§ **TASK STATEMENT**: One number is the whole answer: the tally of lines in the records that include the word "point".

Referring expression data

__________

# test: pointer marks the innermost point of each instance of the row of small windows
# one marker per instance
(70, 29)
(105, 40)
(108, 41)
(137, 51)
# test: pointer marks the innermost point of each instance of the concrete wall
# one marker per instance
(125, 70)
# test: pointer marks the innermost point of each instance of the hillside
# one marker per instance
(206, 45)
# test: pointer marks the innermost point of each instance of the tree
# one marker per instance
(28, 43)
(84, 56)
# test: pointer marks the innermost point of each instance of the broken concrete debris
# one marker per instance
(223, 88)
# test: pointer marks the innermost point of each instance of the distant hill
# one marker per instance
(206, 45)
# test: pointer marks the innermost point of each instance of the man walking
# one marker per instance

__________

§ **YOUR SOLUTION**: 7